Work instructions
a – Quote the column on the New Hampshire primaries from "The winners in" up to and including "the billionaire kind).".
b – Summarize the column on the New Hampshire primaries in two sentences.
c – Carry on the column on the New Hampshire primaries from the point where it stops.

Littwin: Bernie Sanders and Donald Trump’s New Hampshire revolution

Donald Trump and Bernie Sanders win New Hampshire.

The winners in the New Hampshire primaries were, as you might have heard, Bernie Sanders and Donald Trump. In related news, the world has turned upside down.

Yes, it’s just as big as that.

Neither result was a surprise – for once the polls were dead on – but both results are still hugely shocking. The only question at this stage of the race is which party establishment is more panicked by which brand of populist (the Bernie kind or the billionaire kind).

As I write this, Sanders sits at around 60 percent of the vote and didn’t just win 85 percent – yes, 85 percent – of the 18 to 29 vote, he won men, he won women, he won dogs, he won cats, he beat the Clintons, he beat the hell-bent women-shamers, he beat establishment politics, he beat the odds. No, Bernie clobbered the odds. He might have even won the African-American vote if, in fact, New Hampshire had any African-Americans to speak of.

Worse, for those in the Democratic establishment anyway, the Sanders campaign has successfully tagged Hillary Clinton as a well-paid friend to Wall Street — a tag she will spend the rest of the campaign trying to figure out how to live down. Imagine how bad it would be if Sanders had actually gone negative. Instead, it was the Big Dog who went negative against Bernie, and you saw where that got the Clintons.

Yes, the smart money says that Clinton is still the heavy favorite, that she has a lock on the minority vote (Latinos in Nevada; blacks in South Carolina) and that, at some point, voters will figure out that Sanders can’t win in a general election. But who’s to say minority voters, given the chance, might not feel the Bern? Besides, once you lose New Hampshire by 20 points, as Clinton has, inevitability becomes a much harder sell.

Still, for those of us who dismissed Sanders as a summer fling – that might have been me — it’s now the dead of winter, Clinton may be shaking up her campaign, and by March 15, there will have been something like 30 more states in play. I don’t know that Sanders can keep up. I don’t know how he’ll sell in the South. I don’t know how he’ll sell in states where he’s still a relatively unknown quantity. But this kind of win guarantees at least a few things — that the race is going to last for a while and that Sanders’s message, which is attracting many millions of small donors and many millions of dollars, will get heard. In fact, he’ll be on Colbert tonight.

Which brings us to that other TV star — the Donald. After absorbing an embarrassing loss in Iowa, in which he apparently had either forgotten to put together a ground game or didn’t know what a ground game was, Trump came to New Hampshire as an official loser, which was supposed to put the whole Trump magic to rest. Sure, he still had the xenophobic, sexist, bigoted, wall-building, vulgarity-cheering vote to count on, but, he had to be wondering, would that be enough? Well, it turns out Trump didn’t just win. He doubled up on runner-up John Kasich and left all the would-be front-runners struggling for words (Jeb!: my campaign is “not dead”) and for air (Marco Rubio with his “it’s not on you, it’s on me”).

[Entries from a dataset]
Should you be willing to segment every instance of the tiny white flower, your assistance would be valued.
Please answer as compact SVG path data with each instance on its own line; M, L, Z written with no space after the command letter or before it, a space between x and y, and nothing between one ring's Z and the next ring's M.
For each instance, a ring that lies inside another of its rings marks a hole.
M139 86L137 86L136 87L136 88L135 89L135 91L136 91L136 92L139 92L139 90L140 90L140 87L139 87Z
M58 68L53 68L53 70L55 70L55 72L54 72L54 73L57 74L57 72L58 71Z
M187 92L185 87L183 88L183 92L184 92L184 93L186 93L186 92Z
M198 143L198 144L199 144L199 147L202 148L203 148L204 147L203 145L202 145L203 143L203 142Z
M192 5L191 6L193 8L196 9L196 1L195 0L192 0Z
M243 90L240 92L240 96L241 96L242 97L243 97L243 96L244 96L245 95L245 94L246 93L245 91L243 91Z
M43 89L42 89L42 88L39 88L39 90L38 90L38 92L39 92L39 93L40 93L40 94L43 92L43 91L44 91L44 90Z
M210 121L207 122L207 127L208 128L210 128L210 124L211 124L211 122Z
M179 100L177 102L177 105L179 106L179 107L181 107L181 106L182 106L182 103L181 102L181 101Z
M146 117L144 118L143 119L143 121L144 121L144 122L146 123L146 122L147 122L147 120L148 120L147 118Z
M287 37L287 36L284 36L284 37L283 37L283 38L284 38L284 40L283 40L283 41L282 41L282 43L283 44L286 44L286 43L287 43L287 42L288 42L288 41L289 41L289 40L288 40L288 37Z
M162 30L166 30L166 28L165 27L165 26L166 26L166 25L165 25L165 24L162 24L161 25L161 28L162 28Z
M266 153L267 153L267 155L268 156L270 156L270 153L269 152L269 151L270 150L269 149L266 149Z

Answers in order
a –
The winners in the New Hampshire primaries were, as you might have heard, Bernie Sanders and Donald Trump. In related news, the world has turned upside down.

Yes, it’s just as big as that.

Neither result was a surprise – for once the polls were dead on – but both results are still hugely shocking. The only question at this stage of the race is which party establishment is more panicked by which brand of populist (the Bernie kind or the billionaire kind).

b – Bernie Sanders and Donald Trump won the New Hampshire primaries, with Sanders taking around 60 percent of the vote and 85 percent of voters aged 18 to 29 while beating Hillary Clinton by 20 points. Trump, coming off an embarrassing loss in Iowa, doubled up on runner-up John Kasich and left the would-be front-runners struggling.

c –
Trump, meanwhile, reverted to form, telling his supporters, in what amounts to the Trumpian ethos, “We are going to make our country so strong. We are going to start winning again. . . . We don’t win with anything. We are going to start winning again, and we are going to win so much, you are going to be so happy.”

OK, not everyone is happy. Imagine Trump as the GOP nominee. If you can’t, maybe you haven’t been paying enough attention. Something is going on, and no one knows quite what to do about it. New Hampshire was where the Republican elites hoped to find their establishment-lane candidate to rally around. Now, the same pundits who wrote endlessly about GOP lanes are deriding the whole concept. Kasich, who finished second, has little money and little appeal in the next group of states. As I write this, Jeb! is in fourth place, just ahead of Rubio, who was the anointed one before his disastrous debate performance, which he couldn’t quite, uh, dispel.

The hope for Republican elites is that Trump tops out at 35 percent, that he’s the beneficiary of a big field and that eventually the field will narrow. But the problem is that the one best placed to stop Trump is probably Ted Cruz. Let’s consider that again — if it’s not Trump, it could be Cruz. And yeah I’d give Republicans the edge in the panic face-off.

On the Democratic side, we know it’s routine for them to fall in love, at least briefly, with the true-believer lefty in the race. It’s unprecedented, though, when it’s a 74-year-old, don’t-stop-believin’, self-described socialist. Now Sanders’s call for political revolution has won him one state and nearly won him another and he gets a chance to prove that mostly white Iowa and New Hampshire are more than demographic flukes.

Meanwhile, it’s getting late and Clinton is still looking for a message that inspires voters. What she has always counted on is that as the longstanding enemy of Republicans, she’ll be embraced by most Democrats in the end.

So, can Clinton lose? Can Trump win?

History would say no in both cases. But at least for one night, it’s not clear that history has anything much left to say.

 

Photo credit: Phil Roeder, Creative Commons, Flickr.  Gage Skidmore, Creative Commons, Flickr.

2 COMMENTS

  1. New Hampshire Democratic votes in 2008: 284,000.
    New Hampshire Democratic votes in 2016: 255,000 (approximately – count is on-going).

    Where’s the revolution?

  2. It’s not unusual for Mr. Littwin’s column to be published twice in three days but these two are unprecedented (historic?) because in each Mr. Littwin admits to making a mistake.

    No, really!

    Monday, Mr. Littwin admitted that he was “very wrong” when suggesting that John Elway would not be as successful as general manager of the Broncos as he had been as the Broncos Hall of Fame quarterback. At the time, Mr Littwin said, “(John Elway) wants the second act that F. Scott Fitzergald(sic) famously wrote that you don’t get in America. ”

    On Wednesday, Mr. Littwin admitted he was wrong in dismissing Senator Sanders as a “(benign) summer fling”.

    Both admissions show a level of journalistic integrity Mr. Littwin has never before displayed and for that he should be applauded. Here’s hoping it continues.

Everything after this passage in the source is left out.